**Data provided:**
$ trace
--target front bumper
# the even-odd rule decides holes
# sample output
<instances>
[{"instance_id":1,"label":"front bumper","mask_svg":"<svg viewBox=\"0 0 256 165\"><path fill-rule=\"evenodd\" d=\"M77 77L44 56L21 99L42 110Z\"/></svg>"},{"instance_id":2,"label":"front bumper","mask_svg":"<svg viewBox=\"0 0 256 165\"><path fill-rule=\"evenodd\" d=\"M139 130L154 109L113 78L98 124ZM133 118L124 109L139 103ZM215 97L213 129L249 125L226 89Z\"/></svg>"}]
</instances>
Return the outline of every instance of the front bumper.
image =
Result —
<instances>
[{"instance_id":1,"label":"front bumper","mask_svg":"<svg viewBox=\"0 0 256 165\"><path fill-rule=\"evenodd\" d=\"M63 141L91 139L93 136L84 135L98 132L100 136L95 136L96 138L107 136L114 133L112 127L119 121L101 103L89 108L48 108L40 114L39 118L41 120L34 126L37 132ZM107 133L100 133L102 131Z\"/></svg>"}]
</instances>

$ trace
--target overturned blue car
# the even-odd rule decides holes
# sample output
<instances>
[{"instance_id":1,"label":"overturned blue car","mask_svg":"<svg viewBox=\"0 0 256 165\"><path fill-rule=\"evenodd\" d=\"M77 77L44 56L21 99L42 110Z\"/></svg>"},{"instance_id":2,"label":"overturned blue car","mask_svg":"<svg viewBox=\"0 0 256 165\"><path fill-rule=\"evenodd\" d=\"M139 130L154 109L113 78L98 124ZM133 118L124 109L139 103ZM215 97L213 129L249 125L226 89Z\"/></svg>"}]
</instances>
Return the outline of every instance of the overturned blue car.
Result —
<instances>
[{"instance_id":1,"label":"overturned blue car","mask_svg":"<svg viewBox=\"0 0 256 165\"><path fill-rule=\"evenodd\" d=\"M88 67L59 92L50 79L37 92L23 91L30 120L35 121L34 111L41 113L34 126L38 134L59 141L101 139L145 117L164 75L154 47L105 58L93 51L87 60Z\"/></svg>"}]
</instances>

**Short problem:**
Rewrite the rows above with each "sample output" replaced by "example output", and leave everything else unchanged.

**Solution for this exercise:**
$ trace
--target front bumper
# the even-odd rule decides holes
# example output
<instances>
[{"instance_id":1,"label":"front bumper","mask_svg":"<svg viewBox=\"0 0 256 165\"><path fill-rule=\"evenodd\" d=\"M77 77L44 56L21 99L42 110Z\"/></svg>"},{"instance_id":2,"label":"front bumper","mask_svg":"<svg viewBox=\"0 0 256 165\"><path fill-rule=\"evenodd\" d=\"M139 130L154 109L113 78L98 124ZM133 118L124 109L139 103ZM215 97L213 129L249 125L226 89Z\"/></svg>"}]
</instances>
Return the outline of every instance of the front bumper.
image =
Result —
<instances>
[{"instance_id":1,"label":"front bumper","mask_svg":"<svg viewBox=\"0 0 256 165\"><path fill-rule=\"evenodd\" d=\"M63 141L91 139L93 136L84 135L98 132L100 136L95 136L96 138L107 136L114 133L112 127L119 121L101 103L89 108L48 108L40 114L39 118L41 120L34 126L37 132ZM107 133L100 133L102 131Z\"/></svg>"}]
</instances>

$ trace
--target overturned blue car
# the even-odd rule decides holes
# example output
<instances>
[{"instance_id":1,"label":"overturned blue car","mask_svg":"<svg viewBox=\"0 0 256 165\"><path fill-rule=\"evenodd\" d=\"M77 77L44 56L21 99L42 110Z\"/></svg>"},{"instance_id":2,"label":"overturned blue car","mask_svg":"<svg viewBox=\"0 0 256 165\"><path fill-rule=\"evenodd\" d=\"M139 130L154 109L113 78L98 124ZM133 118L124 109L139 103ZM215 97L213 129L249 125L226 89Z\"/></svg>"}]
</instances>
Return the outline of every instance of the overturned blue car.
Result —
<instances>
[{"instance_id":1,"label":"overturned blue car","mask_svg":"<svg viewBox=\"0 0 256 165\"><path fill-rule=\"evenodd\" d=\"M88 67L59 92L50 79L37 92L23 91L30 120L35 121L34 111L41 113L34 126L38 134L59 141L101 139L145 117L164 75L154 47L105 58L93 51L87 60Z\"/></svg>"}]
</instances>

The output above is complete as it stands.